### [Short problem]
Set down, word for word, the part of the article on the Scottish referendum that opens with the words containing "Watching this it" and closes with "the gap narrowed.".

A close call and a considerable challenge


John Wight writes that ‘no’ won in spite of itself but that makes it no easier for the pro-independence left to influence the SNP

The telling aspect of the most historic election in UK political history was not the unprecedented 85 percent turnout. Nor was it the achievement of the Yes campaign in mobilising and bringing thousands of people across Scotland into political engagement and activity. It was not even the resignation of SNP leader Alex Salmond the day after the election, which added a Shakespearean quality to what had already been a dramatic period in Scottish history.

The most telling event came in Manchester a couple of days after 18 September at the Labour Party conference, when a coach carrying representatives of Scottish Labour pulled up outside the conference to a rapturous welcome from Harriet Harman and various other Labour MPs and officials. Off the coach came Johann Lamont, Margaret Curran, and Anas Sarwar et al. with broad smiles and raised hands, basking in the kind of glory you would normally associate with a football team returning home after winning the World Cup.

Watching this it was clear that Labour in Scotland is as close to a political corpse than it has ever been in the wake of a referendum result which, rather than a victory, was a disaster for Labour, clear proof that the ideological hollowing out it went through during the Blair years has yet to be reversed.

Whereas we witnessed a Yes campaign that was testimony to the potential of a grassroots mobilisation in a mature democracy, the Better Together campaign qualified as one of the most inept and cynical ever waged. None who witnessed it will soon forget the sight of a Tory Prime Minister scurrying up to Scotland from London, accompanied by the leaders of the two mainstream Westminster opposition parties, in a panic stricken attempt to save the Union as the gap narrowed.

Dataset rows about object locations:
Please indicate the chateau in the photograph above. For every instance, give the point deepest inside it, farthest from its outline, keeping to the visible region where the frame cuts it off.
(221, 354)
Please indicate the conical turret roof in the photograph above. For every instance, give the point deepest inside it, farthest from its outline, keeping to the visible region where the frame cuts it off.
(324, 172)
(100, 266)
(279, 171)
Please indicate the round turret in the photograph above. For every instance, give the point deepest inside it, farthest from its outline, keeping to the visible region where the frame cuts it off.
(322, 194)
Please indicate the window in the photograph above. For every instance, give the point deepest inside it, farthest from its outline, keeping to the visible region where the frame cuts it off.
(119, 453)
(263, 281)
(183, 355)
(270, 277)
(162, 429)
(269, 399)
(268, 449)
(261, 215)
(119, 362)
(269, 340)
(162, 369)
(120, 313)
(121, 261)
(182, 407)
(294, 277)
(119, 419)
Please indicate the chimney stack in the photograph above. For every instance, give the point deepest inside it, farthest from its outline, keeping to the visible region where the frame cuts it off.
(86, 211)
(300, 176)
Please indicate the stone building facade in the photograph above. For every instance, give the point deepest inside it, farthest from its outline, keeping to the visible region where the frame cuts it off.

### [Answer to the problem]
Watching this it was clear that Labour in Scotland is as close to a political corpse than it has ever been in the wake of a referendum result which, rather than a victory, was a disaster for Labour, clear proof that the ideological hollowing out it went through during the Blair years has yet to be reversed.

Whereas we witnessed a Yes campaign that was testimony to the potential of a grassroots mobilisation in a mature democracy, the Better Together campaign qualified as one of the most inept and cynical ever waged. None who witnessed it will soon forget the sight of a Tory Prime Minister scurrying up to Scotland from London, accompanied by the leaders of the two mainstream Westminster opposition parties, in a panic stricken attempt to save the Union as the gap narrowed.